- [Recorded information]
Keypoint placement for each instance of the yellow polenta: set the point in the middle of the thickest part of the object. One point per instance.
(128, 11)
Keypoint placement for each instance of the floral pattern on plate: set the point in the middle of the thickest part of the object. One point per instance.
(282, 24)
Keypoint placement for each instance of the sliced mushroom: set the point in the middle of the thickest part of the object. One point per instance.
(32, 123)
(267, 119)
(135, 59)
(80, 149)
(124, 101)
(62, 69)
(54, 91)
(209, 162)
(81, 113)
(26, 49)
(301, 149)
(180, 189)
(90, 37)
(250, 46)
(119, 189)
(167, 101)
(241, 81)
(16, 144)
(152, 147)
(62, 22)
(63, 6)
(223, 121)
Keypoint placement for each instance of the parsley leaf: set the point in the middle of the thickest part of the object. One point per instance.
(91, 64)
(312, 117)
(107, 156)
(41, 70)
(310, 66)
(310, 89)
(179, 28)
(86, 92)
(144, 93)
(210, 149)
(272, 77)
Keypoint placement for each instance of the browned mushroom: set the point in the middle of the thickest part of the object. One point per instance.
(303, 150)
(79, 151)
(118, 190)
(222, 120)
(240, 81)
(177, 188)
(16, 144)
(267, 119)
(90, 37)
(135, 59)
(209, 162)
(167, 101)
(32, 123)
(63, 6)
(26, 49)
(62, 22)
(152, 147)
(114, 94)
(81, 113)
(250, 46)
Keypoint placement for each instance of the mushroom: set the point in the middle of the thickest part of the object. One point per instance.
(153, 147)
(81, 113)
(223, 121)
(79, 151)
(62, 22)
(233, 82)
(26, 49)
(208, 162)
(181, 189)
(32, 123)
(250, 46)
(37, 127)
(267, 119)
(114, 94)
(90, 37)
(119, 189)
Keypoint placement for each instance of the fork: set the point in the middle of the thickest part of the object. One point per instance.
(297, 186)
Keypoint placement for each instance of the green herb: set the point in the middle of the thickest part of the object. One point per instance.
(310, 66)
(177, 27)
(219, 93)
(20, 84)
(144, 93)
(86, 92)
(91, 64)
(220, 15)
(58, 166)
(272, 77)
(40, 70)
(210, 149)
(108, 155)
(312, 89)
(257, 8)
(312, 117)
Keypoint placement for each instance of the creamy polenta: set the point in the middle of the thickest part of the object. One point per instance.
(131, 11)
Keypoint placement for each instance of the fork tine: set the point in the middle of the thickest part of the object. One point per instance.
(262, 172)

- [Exercise goal]
The entries above must be returned in full, exactly as shown.

- [Response area]
Keypoint placement for each instance of the yellow polenta: set the point in the middle of the thickest part of the object. One point per instance.
(128, 11)
Keypoint placement for each instance of the floral pattern on plate: set the point in the middle of the thickest part of the object. One point per instance.
(282, 24)
Keypoint placement for each instance of the sliced mushroom: set the point in the middle of the thickest part of the object. One point per instance.
(32, 123)
(267, 119)
(135, 59)
(80, 149)
(124, 101)
(62, 69)
(54, 91)
(209, 162)
(81, 113)
(26, 49)
(301, 149)
(180, 189)
(90, 37)
(250, 46)
(119, 189)
(167, 101)
(241, 81)
(16, 144)
(152, 147)
(62, 22)
(63, 6)
(223, 121)
Keypoint placement for each instance of the parsley leaf: set the point in the middle of the thickest part of the object. One point per instance.
(91, 64)
(312, 117)
(107, 156)
(41, 70)
(310, 66)
(310, 89)
(179, 28)
(86, 92)
(144, 93)
(210, 149)
(272, 77)
Keypoint placement for each instance of the browned mushroom: set the point in the middle of the thickest part of the object. One point per instance.
(303, 150)
(79, 151)
(118, 190)
(222, 120)
(240, 81)
(177, 188)
(16, 144)
(267, 119)
(90, 37)
(135, 59)
(209, 162)
(167, 101)
(32, 123)
(63, 6)
(26, 49)
(62, 22)
(152, 147)
(114, 94)
(81, 113)
(250, 46)
Keypoint placement for each instance of the mushroom: set the point in the middle of the thickest part of the object. One point per instance.
(153, 147)
(81, 113)
(223, 121)
(79, 151)
(62, 22)
(233, 82)
(26, 49)
(208, 162)
(181, 189)
(32, 123)
(250, 46)
(37, 127)
(267, 119)
(114, 94)
(90, 37)
(119, 189)
Keypoint placement for each instance of the fork: set the point in the middle of the thickest part of the object. One point per instance.
(297, 186)
Keypoint placement for each instance of the green herb: set the point in the middle of the thickest part of the object. One point per instance.
(310, 66)
(177, 27)
(219, 93)
(20, 84)
(144, 93)
(86, 92)
(91, 64)
(220, 15)
(58, 166)
(272, 77)
(40, 70)
(210, 149)
(108, 155)
(312, 89)
(257, 8)
(312, 117)
Keypoint placement for each instance of the creamy polenta: set the point in the middle of the thickest part of the object. One point per instance.
(131, 11)
Keypoint placement for each instance of the fork tine: set the point in the middle of the thickest part of the object. One point per instance.
(262, 172)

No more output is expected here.